DIRECTION: Put every entry from the line containing "task: segment every instance of the open" down through the line containing "[[[0,170],[255,170],[255,0],[0,1]]]" into a two-column CSV headed entry_text and answer, one row per entry. Place each text and its answer in its own quoted field, turning line breaks into spaces.

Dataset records
start

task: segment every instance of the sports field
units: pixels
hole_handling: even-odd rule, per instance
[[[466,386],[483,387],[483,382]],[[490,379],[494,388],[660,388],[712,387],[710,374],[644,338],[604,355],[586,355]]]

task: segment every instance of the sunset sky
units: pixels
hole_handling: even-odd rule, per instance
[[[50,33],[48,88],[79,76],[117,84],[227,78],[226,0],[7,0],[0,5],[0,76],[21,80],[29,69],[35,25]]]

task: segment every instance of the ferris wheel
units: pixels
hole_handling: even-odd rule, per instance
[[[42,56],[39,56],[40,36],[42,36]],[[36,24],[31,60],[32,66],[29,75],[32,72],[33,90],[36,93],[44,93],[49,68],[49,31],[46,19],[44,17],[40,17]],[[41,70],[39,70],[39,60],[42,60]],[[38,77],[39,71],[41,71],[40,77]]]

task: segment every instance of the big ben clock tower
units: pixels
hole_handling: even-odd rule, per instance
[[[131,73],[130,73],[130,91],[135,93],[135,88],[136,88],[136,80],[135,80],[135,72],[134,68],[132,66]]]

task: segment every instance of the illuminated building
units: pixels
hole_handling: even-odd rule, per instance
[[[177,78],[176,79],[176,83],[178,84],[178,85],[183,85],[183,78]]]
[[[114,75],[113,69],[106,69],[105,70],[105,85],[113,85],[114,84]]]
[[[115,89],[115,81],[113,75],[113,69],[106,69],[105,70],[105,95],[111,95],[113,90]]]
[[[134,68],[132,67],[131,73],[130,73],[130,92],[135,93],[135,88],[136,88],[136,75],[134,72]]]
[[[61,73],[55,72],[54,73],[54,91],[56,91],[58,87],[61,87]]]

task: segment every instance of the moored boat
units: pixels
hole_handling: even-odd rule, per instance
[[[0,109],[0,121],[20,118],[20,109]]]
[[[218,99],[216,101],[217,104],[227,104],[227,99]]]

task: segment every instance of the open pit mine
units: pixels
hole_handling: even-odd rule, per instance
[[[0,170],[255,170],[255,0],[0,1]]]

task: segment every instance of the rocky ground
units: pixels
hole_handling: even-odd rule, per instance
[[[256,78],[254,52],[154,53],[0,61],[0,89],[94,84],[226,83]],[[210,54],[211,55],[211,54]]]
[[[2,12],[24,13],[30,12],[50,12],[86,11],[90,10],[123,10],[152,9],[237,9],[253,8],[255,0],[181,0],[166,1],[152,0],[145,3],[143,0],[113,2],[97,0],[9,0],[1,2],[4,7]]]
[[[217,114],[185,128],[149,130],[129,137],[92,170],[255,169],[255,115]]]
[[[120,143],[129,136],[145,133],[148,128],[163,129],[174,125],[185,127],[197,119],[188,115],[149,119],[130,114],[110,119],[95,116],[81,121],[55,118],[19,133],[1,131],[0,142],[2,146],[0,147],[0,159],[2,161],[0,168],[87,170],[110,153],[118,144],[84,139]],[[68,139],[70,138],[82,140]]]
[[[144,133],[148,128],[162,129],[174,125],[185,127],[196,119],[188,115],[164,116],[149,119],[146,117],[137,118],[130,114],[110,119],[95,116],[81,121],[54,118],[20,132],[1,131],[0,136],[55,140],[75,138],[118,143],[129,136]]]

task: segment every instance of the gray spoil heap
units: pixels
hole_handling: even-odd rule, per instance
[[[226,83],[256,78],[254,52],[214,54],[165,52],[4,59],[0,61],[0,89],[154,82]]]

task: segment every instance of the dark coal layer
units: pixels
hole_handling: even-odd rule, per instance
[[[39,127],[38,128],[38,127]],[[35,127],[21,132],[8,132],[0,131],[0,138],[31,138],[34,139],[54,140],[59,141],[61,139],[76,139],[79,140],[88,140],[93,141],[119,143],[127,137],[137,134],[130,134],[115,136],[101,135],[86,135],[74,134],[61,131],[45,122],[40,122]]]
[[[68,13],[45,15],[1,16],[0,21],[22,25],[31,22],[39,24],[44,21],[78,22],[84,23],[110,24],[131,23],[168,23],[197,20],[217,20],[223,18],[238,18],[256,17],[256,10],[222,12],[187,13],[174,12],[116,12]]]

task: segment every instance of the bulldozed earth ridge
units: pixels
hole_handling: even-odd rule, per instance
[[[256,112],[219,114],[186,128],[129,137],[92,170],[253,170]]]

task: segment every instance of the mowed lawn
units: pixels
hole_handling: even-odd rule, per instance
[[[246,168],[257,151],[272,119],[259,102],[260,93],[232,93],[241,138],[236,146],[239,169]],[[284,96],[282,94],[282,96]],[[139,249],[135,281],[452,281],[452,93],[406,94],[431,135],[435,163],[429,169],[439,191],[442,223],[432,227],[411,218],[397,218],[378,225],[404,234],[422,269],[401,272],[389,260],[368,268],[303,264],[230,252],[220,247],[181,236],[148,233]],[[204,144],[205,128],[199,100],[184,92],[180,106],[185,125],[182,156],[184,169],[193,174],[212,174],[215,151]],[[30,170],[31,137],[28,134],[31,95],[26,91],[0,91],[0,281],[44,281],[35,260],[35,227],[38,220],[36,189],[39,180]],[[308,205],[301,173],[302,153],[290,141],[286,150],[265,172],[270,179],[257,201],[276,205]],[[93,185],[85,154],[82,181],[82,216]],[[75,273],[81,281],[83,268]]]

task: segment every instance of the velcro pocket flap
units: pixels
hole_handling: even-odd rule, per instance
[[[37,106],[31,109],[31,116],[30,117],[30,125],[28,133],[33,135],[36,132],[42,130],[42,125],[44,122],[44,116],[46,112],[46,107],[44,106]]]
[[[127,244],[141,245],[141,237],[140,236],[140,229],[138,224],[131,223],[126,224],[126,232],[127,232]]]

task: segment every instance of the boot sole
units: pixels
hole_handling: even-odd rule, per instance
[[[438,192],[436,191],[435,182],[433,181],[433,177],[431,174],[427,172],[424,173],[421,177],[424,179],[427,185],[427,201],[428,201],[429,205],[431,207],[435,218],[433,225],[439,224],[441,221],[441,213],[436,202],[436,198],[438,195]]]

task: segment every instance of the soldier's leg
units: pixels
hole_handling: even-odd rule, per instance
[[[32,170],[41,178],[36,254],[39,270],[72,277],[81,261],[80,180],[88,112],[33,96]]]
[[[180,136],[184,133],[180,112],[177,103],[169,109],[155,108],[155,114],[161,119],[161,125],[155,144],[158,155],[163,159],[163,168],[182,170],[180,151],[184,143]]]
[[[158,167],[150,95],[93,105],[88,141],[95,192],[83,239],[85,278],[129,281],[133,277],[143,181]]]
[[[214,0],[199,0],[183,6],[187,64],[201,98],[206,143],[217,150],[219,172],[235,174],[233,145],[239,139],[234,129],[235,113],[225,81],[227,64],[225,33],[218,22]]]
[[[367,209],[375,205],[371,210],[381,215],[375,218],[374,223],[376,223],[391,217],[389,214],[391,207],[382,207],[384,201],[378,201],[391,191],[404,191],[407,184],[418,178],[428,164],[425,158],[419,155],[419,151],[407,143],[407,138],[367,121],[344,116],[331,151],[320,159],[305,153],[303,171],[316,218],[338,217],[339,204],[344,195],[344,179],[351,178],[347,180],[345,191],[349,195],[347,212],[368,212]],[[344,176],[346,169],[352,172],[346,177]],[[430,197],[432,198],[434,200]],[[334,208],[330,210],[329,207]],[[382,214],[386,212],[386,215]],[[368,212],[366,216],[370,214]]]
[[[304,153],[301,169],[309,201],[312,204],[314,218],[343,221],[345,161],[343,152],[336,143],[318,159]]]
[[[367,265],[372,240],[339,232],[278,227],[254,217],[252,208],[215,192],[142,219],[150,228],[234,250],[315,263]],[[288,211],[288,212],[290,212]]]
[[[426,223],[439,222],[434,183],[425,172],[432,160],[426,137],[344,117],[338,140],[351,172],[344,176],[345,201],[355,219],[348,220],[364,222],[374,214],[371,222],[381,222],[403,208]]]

end

ANSWER TO THIS TASK:
entry_text,answer
"task: segment every instance of the open pit mine units: pixels hole_handling: even-odd rule, per instance","[[[0,170],[255,170],[255,0],[0,1]]]"